:: What is expected ::
Would you print the records below from the first line through the line containing "Target: row of windows", skipping the pictures?

:: Point localization data ::
━━━━━━━━━━

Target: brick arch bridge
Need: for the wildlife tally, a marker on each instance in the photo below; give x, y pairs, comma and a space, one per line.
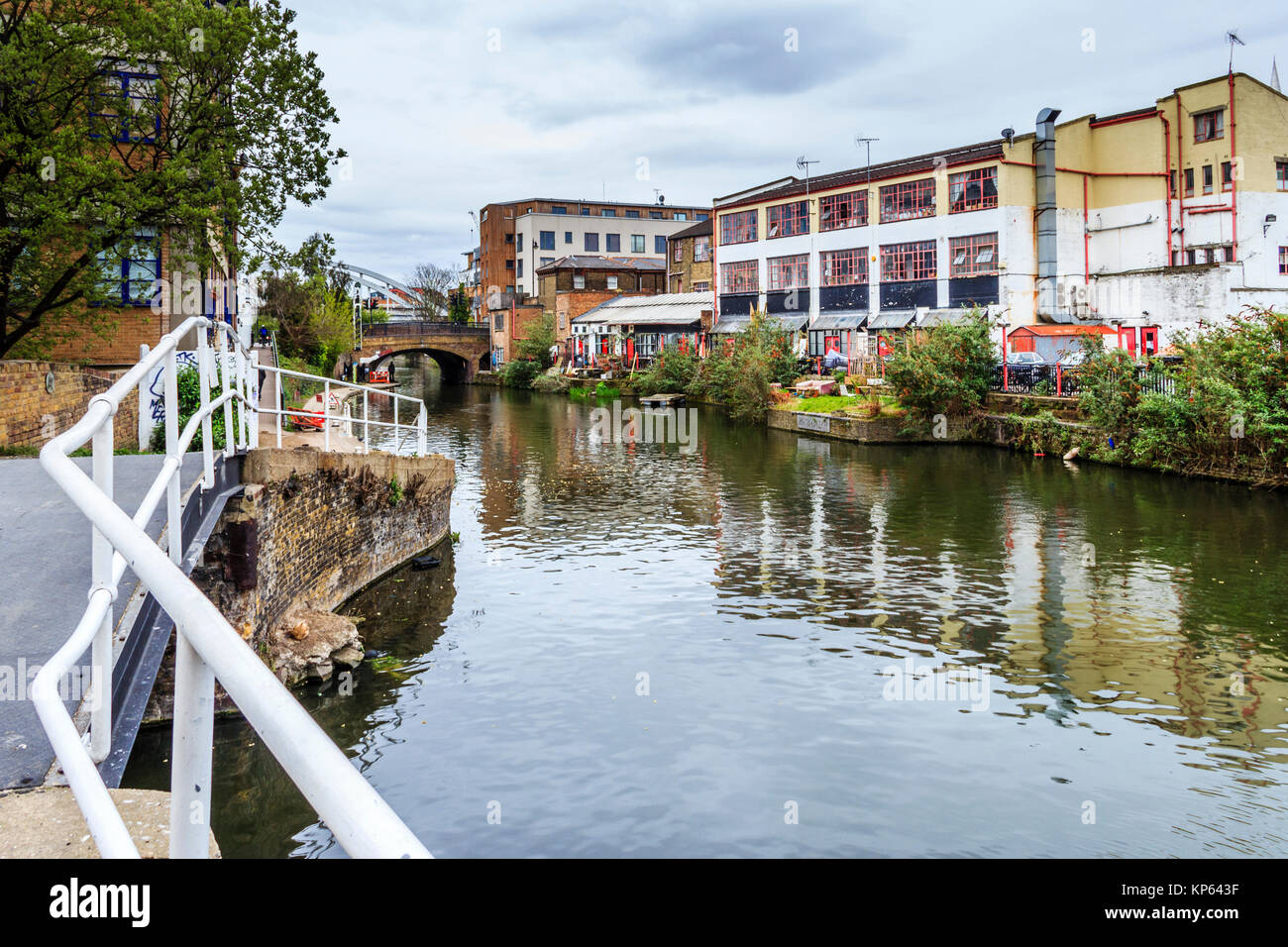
459, 350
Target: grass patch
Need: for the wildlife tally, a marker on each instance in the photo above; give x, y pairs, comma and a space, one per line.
832, 403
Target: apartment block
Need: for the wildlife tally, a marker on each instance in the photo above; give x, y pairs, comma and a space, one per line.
1162, 215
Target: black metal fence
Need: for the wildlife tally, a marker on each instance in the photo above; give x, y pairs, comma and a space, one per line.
1060, 381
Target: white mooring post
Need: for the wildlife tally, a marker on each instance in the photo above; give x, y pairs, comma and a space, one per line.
101, 712
326, 416
191, 753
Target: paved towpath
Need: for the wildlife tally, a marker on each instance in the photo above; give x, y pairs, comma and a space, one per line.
44, 587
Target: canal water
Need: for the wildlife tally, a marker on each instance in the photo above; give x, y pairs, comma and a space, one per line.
773, 644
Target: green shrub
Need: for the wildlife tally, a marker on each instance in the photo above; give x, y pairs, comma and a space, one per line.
519, 372
948, 371
189, 402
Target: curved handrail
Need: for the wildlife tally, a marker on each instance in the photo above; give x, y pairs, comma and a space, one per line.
207, 644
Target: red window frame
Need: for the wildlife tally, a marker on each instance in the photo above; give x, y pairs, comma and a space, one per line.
909, 262
969, 250
741, 275
909, 200
960, 185
738, 228
789, 272
786, 219
844, 266
837, 211
1209, 127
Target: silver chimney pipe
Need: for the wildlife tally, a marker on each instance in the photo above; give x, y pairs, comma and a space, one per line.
1043, 158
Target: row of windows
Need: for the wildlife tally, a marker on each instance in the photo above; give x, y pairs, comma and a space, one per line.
700, 250
629, 214
971, 256
639, 241
974, 189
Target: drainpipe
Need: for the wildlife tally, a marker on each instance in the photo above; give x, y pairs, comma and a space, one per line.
1047, 214
1180, 171
1086, 236
1234, 183
1167, 182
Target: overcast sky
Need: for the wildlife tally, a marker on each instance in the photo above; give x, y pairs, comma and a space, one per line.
449, 106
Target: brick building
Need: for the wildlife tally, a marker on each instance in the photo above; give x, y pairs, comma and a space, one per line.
688, 260
519, 237
572, 285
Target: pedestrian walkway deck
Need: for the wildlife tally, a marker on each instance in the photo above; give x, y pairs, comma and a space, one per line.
46, 564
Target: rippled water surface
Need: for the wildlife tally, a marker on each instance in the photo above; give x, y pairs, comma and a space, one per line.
760, 589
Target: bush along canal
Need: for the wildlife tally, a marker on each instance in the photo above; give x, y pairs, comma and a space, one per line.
780, 644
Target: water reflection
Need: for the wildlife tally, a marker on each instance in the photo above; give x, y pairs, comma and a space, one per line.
1129, 625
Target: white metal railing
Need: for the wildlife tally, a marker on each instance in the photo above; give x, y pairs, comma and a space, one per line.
206, 644
327, 419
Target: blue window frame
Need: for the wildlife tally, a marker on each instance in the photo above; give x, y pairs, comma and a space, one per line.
125, 107
130, 270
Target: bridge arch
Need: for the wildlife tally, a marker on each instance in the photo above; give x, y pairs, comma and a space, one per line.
455, 368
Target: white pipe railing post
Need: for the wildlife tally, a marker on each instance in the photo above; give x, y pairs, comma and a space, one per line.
174, 525
244, 389
277, 382
192, 751
207, 447
254, 398
326, 415
101, 681
226, 368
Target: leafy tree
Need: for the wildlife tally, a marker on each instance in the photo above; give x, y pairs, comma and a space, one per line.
537, 338
123, 119
430, 285
309, 304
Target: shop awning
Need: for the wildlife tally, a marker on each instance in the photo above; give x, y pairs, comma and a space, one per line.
840, 320
730, 324
893, 320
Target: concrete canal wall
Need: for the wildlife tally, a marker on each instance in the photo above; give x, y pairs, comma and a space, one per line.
309, 531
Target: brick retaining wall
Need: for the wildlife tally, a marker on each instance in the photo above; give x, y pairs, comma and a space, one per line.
30, 415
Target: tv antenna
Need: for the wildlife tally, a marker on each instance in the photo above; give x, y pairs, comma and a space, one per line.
861, 140
1233, 39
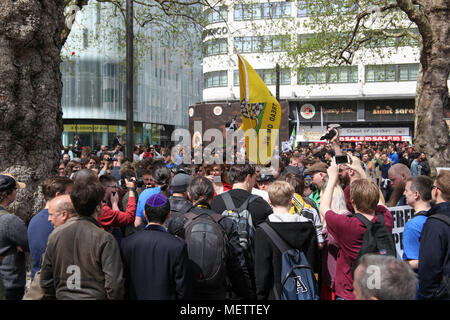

━━━━━━━━━━

:: Result ::
Target: brick arch bridge
Need: for the wildlife tally, a marker on each instance in the photo below; give x, y pairs, comma and a space, one per line.
459, 350
Target: grass patch
Need: for the wildlife tally, a marker on each instance in the photo above; give x, y pairs, comma and a space, one per line.
832, 403
Target: apartment block
Need: for the wildlife tally, a marker on each instance in the photo above; give x, y pairs, comma and a space, one per line.
1162, 215
Target: black metal fence
Need: for the wildlife tally, a marker on each instance in the photo above; give x, y pairs, comma and a space, one per line.
1060, 381
Target: white mooring post
Need: for the wildlife tally, a marker on each instance in the photo above; give x, y pairs, comma and a space, one per line.
101, 712
326, 416
191, 753
Target: paved towpath
Need: for the wildlife tally, a marker on each instance in the photo above; give x, y pairs, comma and a space, one per line.
44, 587
Target: canal water
Need: for the wildlife tally, a marker on each instance in the photo above; give x, y pairs, comma and a space, one per line.
773, 644
Target: green shrub
Need: for the wildlife tally, a marker on each instance in the photo above; give x, y pairs, comma and a space, one per line.
519, 372
948, 371
189, 402
Target: curved handrail
Need: for the wildlife tally, a marker on each instance in the photo above; give x, y pairs, comma and a space, one per line.
207, 644
Target: red window frame
Need: for the wildlife tally, a marker on each instance in the photo above; give x, y pairs, comma and a space, one per line.
909, 262
969, 250
741, 275
909, 200
960, 185
738, 228
789, 272
786, 219
844, 266
837, 211
1209, 127
Target: silver chimney pipe
Need: for the wildlife tally, a marker on each instance in the photo above; give x, y pairs, comma and a space, one per line.
1043, 158
Target: row of windows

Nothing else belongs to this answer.